Could you return every record below without changing a word?
_ _ _
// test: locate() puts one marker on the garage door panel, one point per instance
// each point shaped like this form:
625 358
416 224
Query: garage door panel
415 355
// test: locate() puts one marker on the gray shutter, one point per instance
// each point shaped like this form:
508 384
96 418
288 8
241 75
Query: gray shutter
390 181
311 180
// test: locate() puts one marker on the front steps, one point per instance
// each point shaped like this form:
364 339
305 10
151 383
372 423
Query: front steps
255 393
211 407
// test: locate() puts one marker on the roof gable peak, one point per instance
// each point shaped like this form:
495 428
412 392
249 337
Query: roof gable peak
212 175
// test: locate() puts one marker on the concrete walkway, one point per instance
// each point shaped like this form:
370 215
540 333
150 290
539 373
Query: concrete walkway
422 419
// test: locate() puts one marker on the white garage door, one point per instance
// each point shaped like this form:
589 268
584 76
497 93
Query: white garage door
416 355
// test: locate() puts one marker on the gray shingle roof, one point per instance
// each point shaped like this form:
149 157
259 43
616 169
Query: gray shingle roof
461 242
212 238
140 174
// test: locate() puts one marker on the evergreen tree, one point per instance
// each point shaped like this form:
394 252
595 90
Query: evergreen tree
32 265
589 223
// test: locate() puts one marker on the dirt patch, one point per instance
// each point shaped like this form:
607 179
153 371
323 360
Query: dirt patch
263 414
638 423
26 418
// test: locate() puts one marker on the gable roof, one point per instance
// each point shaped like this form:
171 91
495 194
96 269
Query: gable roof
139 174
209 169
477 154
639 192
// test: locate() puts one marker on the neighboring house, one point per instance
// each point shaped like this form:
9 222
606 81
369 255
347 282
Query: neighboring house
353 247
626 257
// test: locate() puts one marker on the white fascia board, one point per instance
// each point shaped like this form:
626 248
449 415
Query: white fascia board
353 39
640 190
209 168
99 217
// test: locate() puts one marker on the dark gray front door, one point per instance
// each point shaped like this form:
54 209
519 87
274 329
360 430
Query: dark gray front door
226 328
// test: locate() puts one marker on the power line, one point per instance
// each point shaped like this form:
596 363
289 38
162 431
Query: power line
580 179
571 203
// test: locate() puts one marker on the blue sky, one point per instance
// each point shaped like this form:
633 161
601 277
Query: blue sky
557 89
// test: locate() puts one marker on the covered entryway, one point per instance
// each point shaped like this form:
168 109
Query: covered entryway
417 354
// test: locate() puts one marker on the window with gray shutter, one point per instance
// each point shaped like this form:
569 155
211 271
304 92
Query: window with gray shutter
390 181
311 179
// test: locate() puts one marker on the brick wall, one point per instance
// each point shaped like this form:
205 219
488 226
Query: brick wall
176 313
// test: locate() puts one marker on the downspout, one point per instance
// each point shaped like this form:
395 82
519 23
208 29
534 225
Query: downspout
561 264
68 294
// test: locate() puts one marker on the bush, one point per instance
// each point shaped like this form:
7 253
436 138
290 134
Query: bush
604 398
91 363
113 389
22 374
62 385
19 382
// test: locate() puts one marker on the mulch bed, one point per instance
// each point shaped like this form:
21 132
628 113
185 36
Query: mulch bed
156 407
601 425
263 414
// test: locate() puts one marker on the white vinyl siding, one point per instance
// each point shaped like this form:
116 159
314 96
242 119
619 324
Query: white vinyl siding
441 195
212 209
_ _ _
**Your solution:**
// test: locate() puts one marker on the garage door panel, one point per instance
// each point shaped like this form:
625 358
416 224
Query: garage door panel
415 355
// test: locate() puts one marker on the gray shutter, one point per instance
// each point shaped like this form:
508 384
96 418
288 8
241 75
Query: gray shutter
390 181
311 180
// test: locate() puts one marker on the front steps, one point per instance
// each point shaped like this form:
364 339
305 10
151 383
372 423
Query: front steps
255 393
211 407
// test: locate() puts one marker on the roof gable peak, one point per instance
// each point shaped like this form:
495 428
412 392
249 337
Query: roof gable peak
212 175
// test: locate() puts one marker on the concrete walkway, one point per instance
// each point shaped like this form:
370 215
540 333
150 290
539 373
Query: concrete walkway
422 419
// test: locate() puts one marker on the white garage door, one point per instance
// each point shaped like this form:
589 268
584 76
497 93
Query: white garage door
416 355
// test: locate() puts one marker on the gray shingle roof, one point per instance
// each point shaped like this form:
149 157
259 43
616 169
Query: gray shingle roof
461 242
212 238
140 174
// test: locate() puts one marker on the evergreen tree, one point per instance
// each point shaped like this form:
394 252
595 90
Query: evergreen tree
32 265
589 223
// test: locate() puts one marker on the dirt patch, one point per instance
// each point shaped like this form:
607 179
153 371
323 360
Query: dirt patch
263 414
638 423
26 418
// test: locate() puts one marker on the gable roof, one point per instance
// each point shaped like this form:
171 91
495 194
96 269
Query: gable roof
139 174
209 169
477 154
639 192
// test: locate() puts one marker on the neighboring house, one point per instance
// each point shaped like this form:
9 222
606 81
369 255
347 282
Query: neighboring house
353 247
626 257
// test: locate() puts one marker on the white fascia board, one point per instance
// each point shaped like this form:
626 248
449 415
Query: white fascia board
353 39
640 190
209 168
99 217
// test: locate() puts one marker on the dark gray front door, one point per instance
// each point shaped like this form:
54 209
519 87
274 329
360 430
Query: dark gray front door
226 328
// test: locate() puts one marker on the power line, one point per instance
// each point shaped like this form:
596 363
289 38
162 431
Query: power line
580 179
571 203
// test: locate() puts one marker on the blue sky, one point per instance
// each point shaped like this form:
633 161
601 277
Query: blue sky
557 89
// test: locate() puts one marker on the covered entryway, one point per instance
// each point shaped like this form:
168 109
Query: covered entryway
417 354
// test: locate() puts one marker on the window with gray shutter, one point per instance
// each point shaped like this form:
569 155
211 271
304 92
Query: window with gray shutter
390 181
311 179
// test: locate() puts one marker on the brick wall, one point per instance
// each point shaped like this form:
205 219
488 226
Query: brick wall
176 313
// test: locate() puts one marker on the downspout, one point per instance
// each point shaped like this form:
395 82
519 23
208 29
534 225
Query: downspout
561 264
68 294
// test: locate() puts one marker on the bush, one point per instance
// each point shaped like this form:
7 253
436 138
290 134
Query: bush
604 398
91 363
113 389
22 374
62 385
19 382
// test: locate() puts one marker on the mulch bed, one point per instance
// each point shaped like this form:
21 132
628 113
185 36
Query: mulch bed
156 407
601 425
263 414
// test: locate() puts one marker on the white vinyl siding, one point per instance
// each point shaped like this form:
116 159
314 96
242 119
619 324
Query: white vinyl siding
441 195
212 209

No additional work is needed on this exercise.